(Given entries Opens)
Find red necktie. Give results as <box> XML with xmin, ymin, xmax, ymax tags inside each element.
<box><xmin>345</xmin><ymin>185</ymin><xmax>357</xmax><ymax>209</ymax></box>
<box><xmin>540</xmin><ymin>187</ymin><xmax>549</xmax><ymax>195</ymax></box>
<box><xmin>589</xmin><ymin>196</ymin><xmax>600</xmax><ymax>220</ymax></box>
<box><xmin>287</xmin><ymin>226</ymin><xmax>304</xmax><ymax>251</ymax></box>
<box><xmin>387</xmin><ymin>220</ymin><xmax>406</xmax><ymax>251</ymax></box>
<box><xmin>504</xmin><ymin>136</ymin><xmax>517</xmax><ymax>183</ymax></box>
(Given entries Closes)
Work order —
Write out every line of the data exactly, leaving nothing out.

Result of this exercise —
Find red necktie. Give results as <box> XML with xmin, ymin, xmax, ymax tags inside each element.
<box><xmin>345</xmin><ymin>185</ymin><xmax>357</xmax><ymax>209</ymax></box>
<box><xmin>540</xmin><ymin>187</ymin><xmax>549</xmax><ymax>195</ymax></box>
<box><xmin>589</xmin><ymin>196</ymin><xmax>600</xmax><ymax>220</ymax></box>
<box><xmin>287</xmin><ymin>226</ymin><xmax>304</xmax><ymax>251</ymax></box>
<box><xmin>387</xmin><ymin>220</ymin><xmax>406</xmax><ymax>251</ymax></box>
<box><xmin>504</xmin><ymin>136</ymin><xmax>517</xmax><ymax>183</ymax></box>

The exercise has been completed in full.